_Exercise requirements:_ Continue the account of the Block family's inherited thyroid cancer, starting right after its last sentence.

_Given passage:_
Last June, Beverly Block Lewis, part of a family of cattle farmers from Monroe, Conn., learned that she had medullary thyroid cancer. Her Yale surgeon, Julie Ann Sosa, M.D., who specializes in treating the disease, decided to do genetic tests to determine whether Lewis was carrying genetic mutations that contributed to her illness.

Sosa found that Lewis’ 10th chromosome harbored a mutation in a gene known as MEN2A that causes a rare and severe form of thyroid cancer. Since this discovery, 13 members of Lewis’ extended family were found to carry the mutation and 10 have had their thyroids removed. Six surgeries took place at Yale-New Haven Hospital (YNHH) under the supervision of Sosa, assistant professor of surgery.

Sosa says that the MEN2A mutation that the Block family carries is extremely rare and that most families in this country with the condition have been known to researchers for years. Sosa herself follows five such families. “Many endocrinologists go their whole lives without seeing any cases of this mutation,” she says.

Lewis already had hypothyroidism, a deficiency of thyroid hormone, which she inherited from her mother’s side of the family and was the reason for the routine endocrinology appointments that revealed her cancer. The family assumed Lewis’ thyroid cancer must also have been inherited from the maternal side.

[Saved data entries]
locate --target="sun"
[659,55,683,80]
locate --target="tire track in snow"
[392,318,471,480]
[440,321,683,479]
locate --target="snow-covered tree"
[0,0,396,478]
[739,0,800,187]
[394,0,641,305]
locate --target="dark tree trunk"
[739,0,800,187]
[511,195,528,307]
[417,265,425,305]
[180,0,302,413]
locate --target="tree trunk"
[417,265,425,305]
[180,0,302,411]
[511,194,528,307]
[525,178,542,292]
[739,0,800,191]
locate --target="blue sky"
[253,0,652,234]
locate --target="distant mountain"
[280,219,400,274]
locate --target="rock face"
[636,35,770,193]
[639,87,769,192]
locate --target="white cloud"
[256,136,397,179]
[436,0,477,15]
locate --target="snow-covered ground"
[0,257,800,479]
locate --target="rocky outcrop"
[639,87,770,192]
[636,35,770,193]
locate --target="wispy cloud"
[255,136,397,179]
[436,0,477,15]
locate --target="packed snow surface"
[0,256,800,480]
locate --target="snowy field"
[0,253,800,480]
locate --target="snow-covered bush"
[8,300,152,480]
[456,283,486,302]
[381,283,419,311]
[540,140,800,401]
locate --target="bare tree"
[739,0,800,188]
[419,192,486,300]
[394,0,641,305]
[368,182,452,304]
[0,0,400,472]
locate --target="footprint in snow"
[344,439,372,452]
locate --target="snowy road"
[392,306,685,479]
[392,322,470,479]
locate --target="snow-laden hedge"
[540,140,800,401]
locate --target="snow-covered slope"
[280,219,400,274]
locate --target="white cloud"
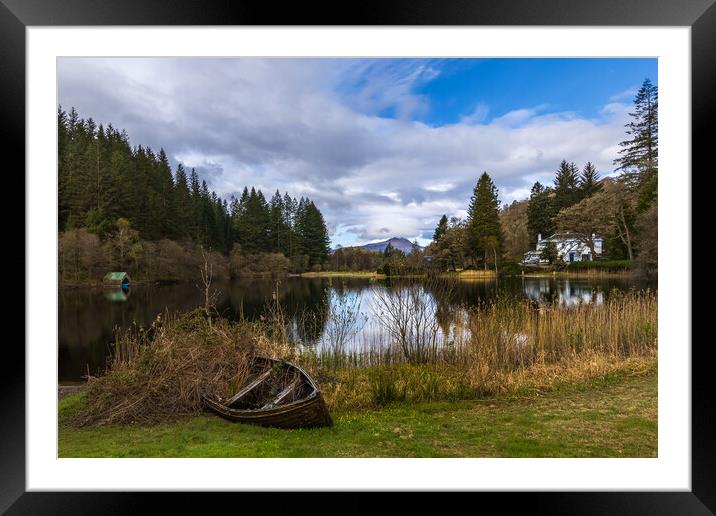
[58,58,628,245]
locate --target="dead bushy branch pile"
[72,308,268,426]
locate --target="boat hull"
[204,357,333,428]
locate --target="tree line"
[427,79,658,269]
[58,106,329,280]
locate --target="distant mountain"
[334,237,423,254]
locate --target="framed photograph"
[0,0,716,514]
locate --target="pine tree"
[174,163,192,238]
[527,181,555,247]
[467,172,502,267]
[433,214,447,242]
[579,161,602,199]
[552,160,580,213]
[269,190,289,253]
[301,201,330,266]
[614,78,659,211]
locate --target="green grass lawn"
[59,372,657,457]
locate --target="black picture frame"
[0,0,716,514]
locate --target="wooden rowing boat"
[203,357,333,428]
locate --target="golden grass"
[72,291,658,426]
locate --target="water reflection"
[104,284,129,303]
[58,278,656,381]
[523,278,604,307]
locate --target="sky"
[57,58,658,247]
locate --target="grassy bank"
[59,360,657,457]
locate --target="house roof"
[540,233,602,242]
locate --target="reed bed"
[65,286,658,425]
[301,290,658,408]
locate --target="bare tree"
[375,284,450,364]
[197,246,219,326]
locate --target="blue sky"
[58,58,658,246]
[418,58,657,125]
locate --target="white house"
[522,233,602,265]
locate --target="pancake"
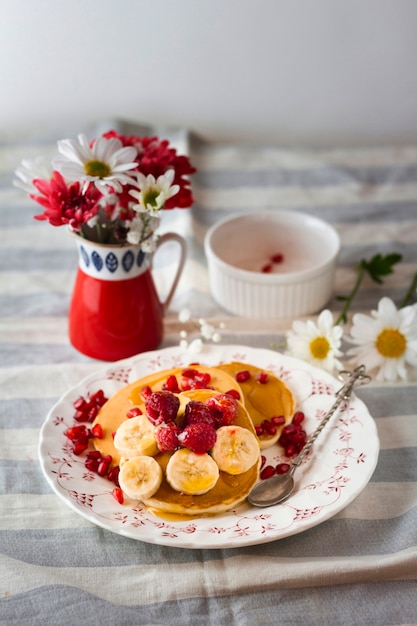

_Expected answer:_
But further testing showed that Lewis inherited the MEN2A mutation from her father, Burton Block, who was also found to have asymptomatic thyroid cancer. Two of Beverly’s siblings, her son and two nephews were also diagnosed with the mutation. All but her 4-year-old nephew Jake were found to have developed cancer.

“Every diagnosis was a new blow,” says Alyce Block, Beverly’s mother. “Every time was as hard as the first.” Beverly’s recently married son Aaron Lewis, 28, says that one of the biggest challenges was thinking about future generations: “Kids that aren’t even born yet are going to be affected.”

Over the next several months, YNHH became like a second home for family members, who were constantly in and out of the hospital with each successive surgery.

But every operation went well and the family pulled through. After his surgery, 83-year-old Burton also survived a near-fatal car accident that landed him back at YNHH, just doors away from where his son Dan was recovering from his own thyroid surgery.

Though the horizontal scars across their throats are now fading, they serve as reminders to members of the Block family that genetic testing may have helped many of them to avoid a deadly disease.

Last August, more than a year after the family’s medical saga began, Burton Block died from pancreatic cancer, which was unrelated to the thyroid cancer.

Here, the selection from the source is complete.